Given instruction 1:
Answer these questions from the discussion, one line each:
(a) Where do the authors say they prove that the violation regions become small?
(b) Which theorem is named for Almost Lyapunov theory?
(c) How does MBD incorporate constraints?
Given instruction 2: From the discussion, list every sentence the reviewer writes as a question.
Given instruction 3: According to the discussion, why does diffusion-guided sampling still achieve almost sure safety and exponential stability when the learned CLBF violates Lyapunov conditions in some regions? Answer in one to three sentences.

Selection:
___
Thank you for the question. The intrinsic connection lies in how diffusion sampling enables learning a CLBF from data in a way that aligns with Almost Lyapunov stability guarantees:
- Diffusion sampling preferentially generates trajectories that satisfy safety and stability constraints, enabling us to learn a CLBF from finite samples.
- While the learned CLBF may violate Lyapunov conditions in small regions, we prove in Appendix C.1 that with sufficient samples, the volume of these violation regions becomes sufficiently small.
- This connects to Almost Lyapunov theory (Theorem 3.1): even if the CLBF is violated in a small region, the diffusion-guided sampling still achieves almost sure safety and exponential stability.
Thank you again for the thoughtful comments and we will clarify the limitations in final version. If the revisions adequately address your concerns, we would greatly appreciate your consideration of a higher score.
MBD incorporates constraints by adding a fixed safety penalty term (a form of soft regularization), which shows poor performance in both safety and stability.
The reviewer thanks the authors for this explanation. Why is this the case? Why does a "fixed safety penalty term" exhibit poor performance? Conceptually, how does such a "fixed safety penalty term" differ from your strategy? I guess apart from that your CBF/CLF is learned while the fixed safety penalty term is probably not?
___
Excerpted records:
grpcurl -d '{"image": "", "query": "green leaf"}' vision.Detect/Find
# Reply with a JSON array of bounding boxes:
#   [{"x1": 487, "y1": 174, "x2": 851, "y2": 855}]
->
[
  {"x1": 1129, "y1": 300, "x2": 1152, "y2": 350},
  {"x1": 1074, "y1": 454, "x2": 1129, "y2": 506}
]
___
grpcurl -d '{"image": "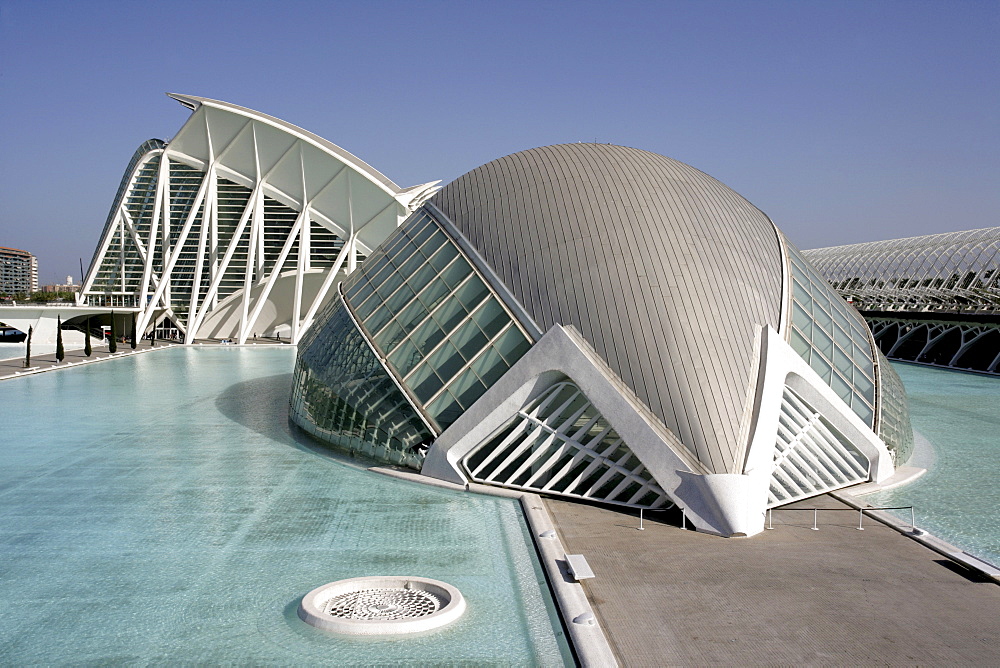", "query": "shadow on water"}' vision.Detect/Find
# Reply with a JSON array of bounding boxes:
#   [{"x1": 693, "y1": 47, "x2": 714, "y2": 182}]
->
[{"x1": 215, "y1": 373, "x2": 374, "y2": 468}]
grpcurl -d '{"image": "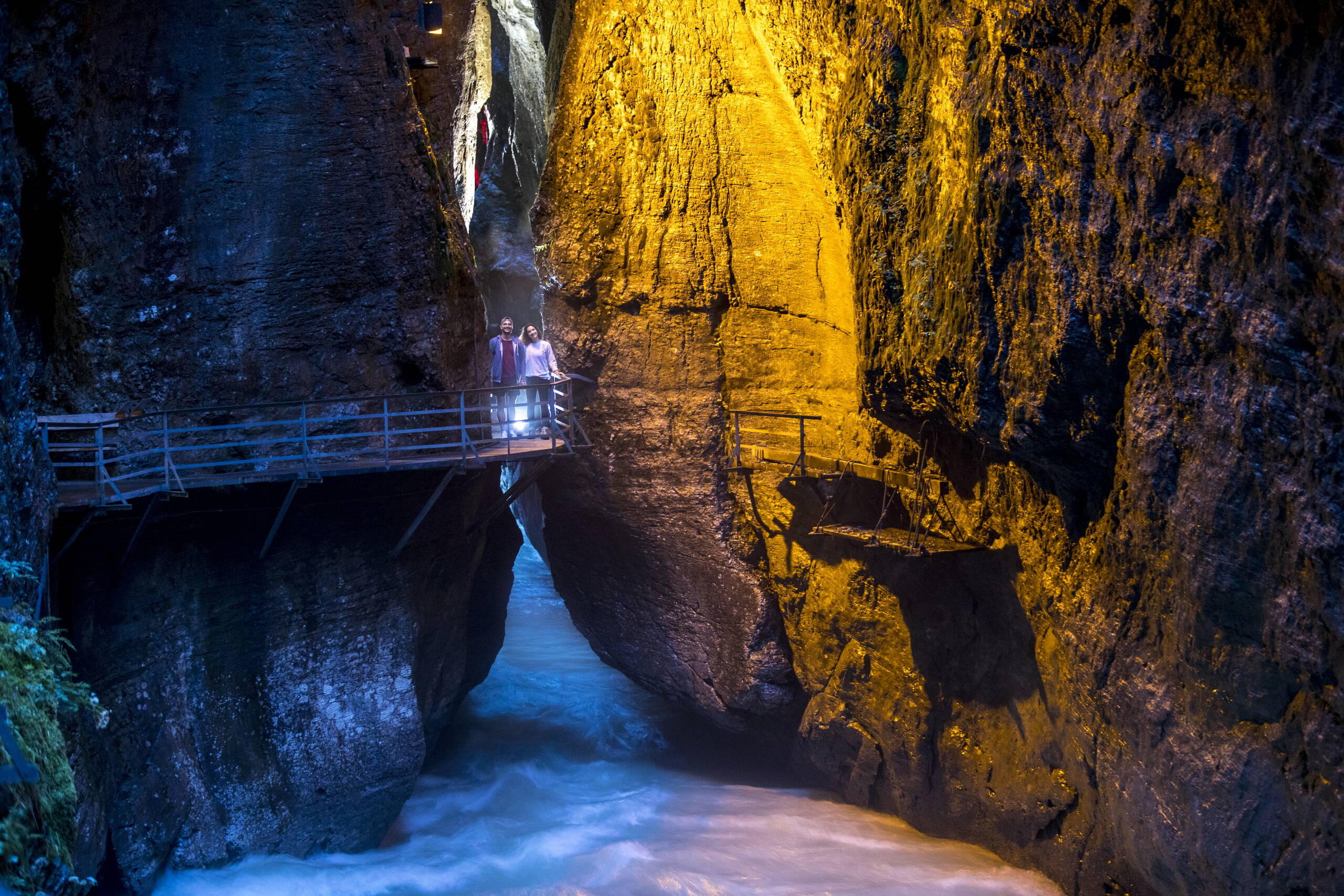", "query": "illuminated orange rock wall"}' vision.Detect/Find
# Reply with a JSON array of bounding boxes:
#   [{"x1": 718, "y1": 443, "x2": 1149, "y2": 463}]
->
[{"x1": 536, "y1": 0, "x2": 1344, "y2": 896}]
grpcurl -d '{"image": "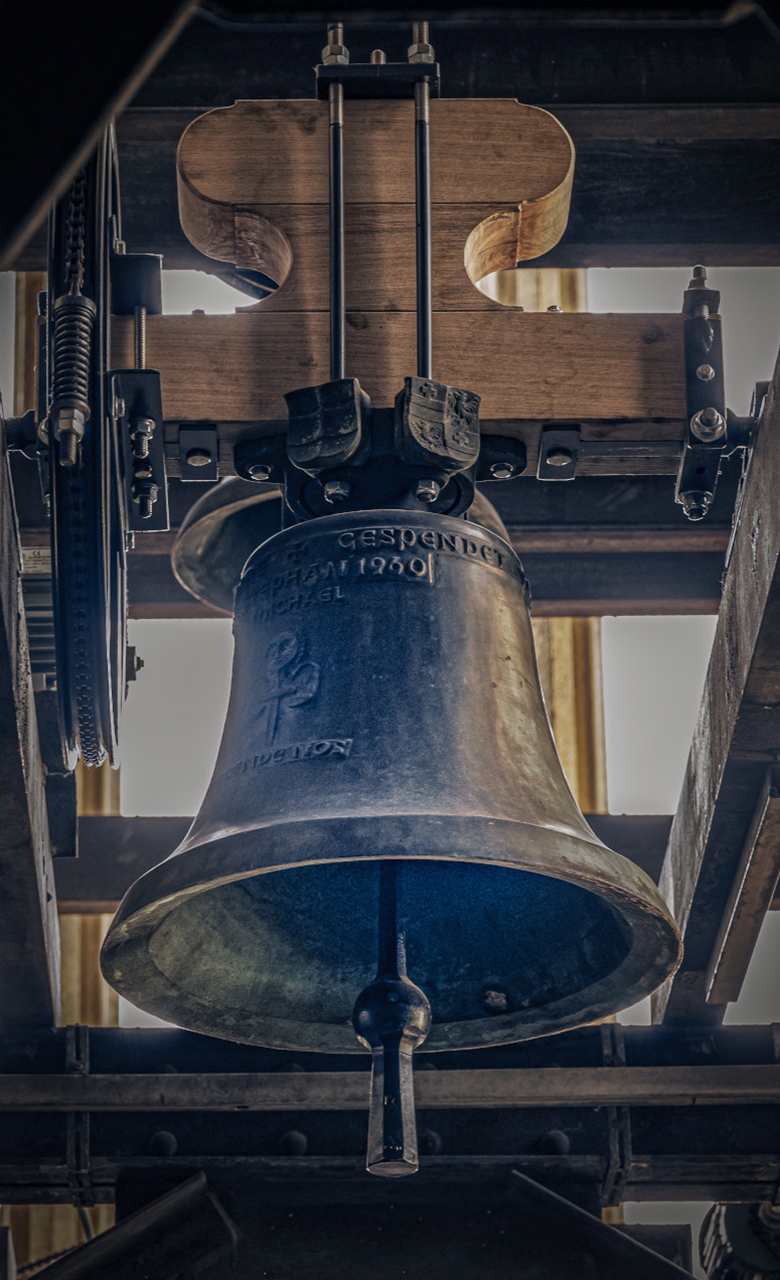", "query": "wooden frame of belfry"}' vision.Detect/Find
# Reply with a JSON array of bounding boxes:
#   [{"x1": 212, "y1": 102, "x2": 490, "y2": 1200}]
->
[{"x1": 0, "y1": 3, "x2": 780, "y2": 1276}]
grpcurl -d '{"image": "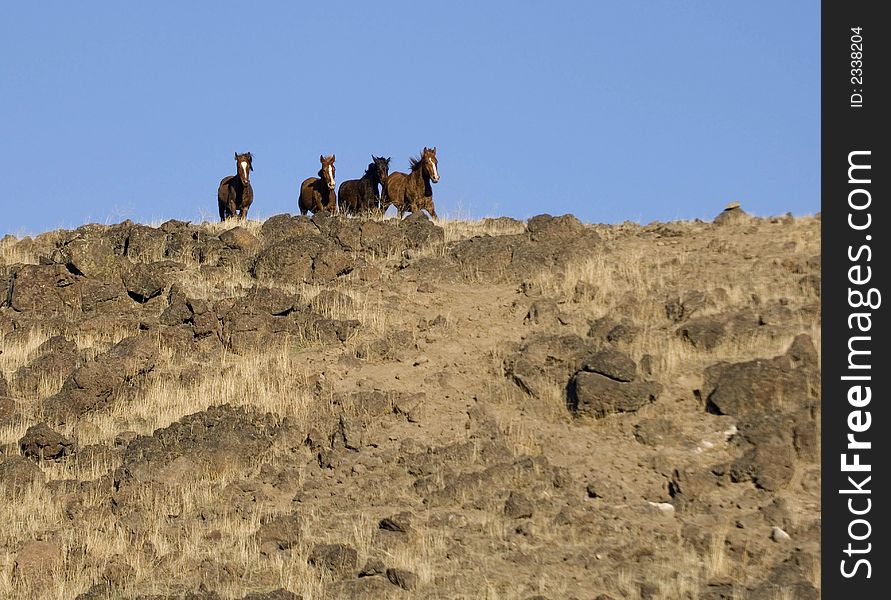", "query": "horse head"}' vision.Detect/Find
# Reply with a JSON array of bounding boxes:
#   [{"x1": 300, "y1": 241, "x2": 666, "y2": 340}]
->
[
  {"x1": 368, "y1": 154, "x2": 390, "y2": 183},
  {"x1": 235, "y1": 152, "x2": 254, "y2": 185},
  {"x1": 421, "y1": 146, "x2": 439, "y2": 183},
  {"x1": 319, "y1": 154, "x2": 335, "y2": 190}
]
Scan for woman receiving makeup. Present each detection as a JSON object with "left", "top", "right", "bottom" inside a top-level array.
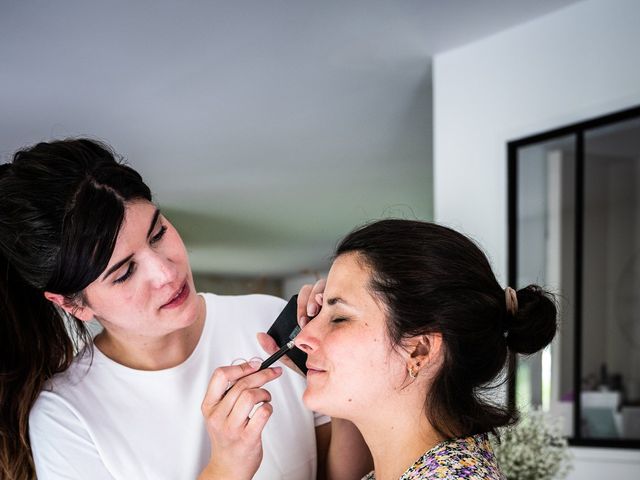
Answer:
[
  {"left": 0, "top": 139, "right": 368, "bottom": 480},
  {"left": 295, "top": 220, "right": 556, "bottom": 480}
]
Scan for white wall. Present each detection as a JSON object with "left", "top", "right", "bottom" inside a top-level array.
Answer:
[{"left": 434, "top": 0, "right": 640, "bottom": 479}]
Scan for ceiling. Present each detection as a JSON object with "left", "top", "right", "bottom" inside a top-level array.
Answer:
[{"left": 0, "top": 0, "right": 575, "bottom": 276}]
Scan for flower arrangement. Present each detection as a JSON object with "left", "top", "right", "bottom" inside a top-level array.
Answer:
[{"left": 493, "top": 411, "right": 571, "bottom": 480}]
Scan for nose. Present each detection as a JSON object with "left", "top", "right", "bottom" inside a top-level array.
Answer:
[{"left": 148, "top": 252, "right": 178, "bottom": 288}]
___
Complete output 1:
(a) In Appendix C.1.
(b) Theorem 3.1.
(c) By adding a fixed safety penalty term, a form of soft regularization.

Complete output 2:
- Why is this the case?
- Why does a "fixed safety penalty term" exhibit poor performance?
- Conceptually, how does such a "fixed safety penalty term" differ from your strategy?
- I guess apart from that your CBF/CLF is learned while the fixed safety penalty term is probably not?

Complete output 3: With sufficient samples, the volume of the violation regions becomes sufficiently small. Almost Lyapunov theory (Theorem 3.1) holds that even if the CLBF is violated in a small region, the diffusion-guided sampling still achieves almost sure safety and exponential stability.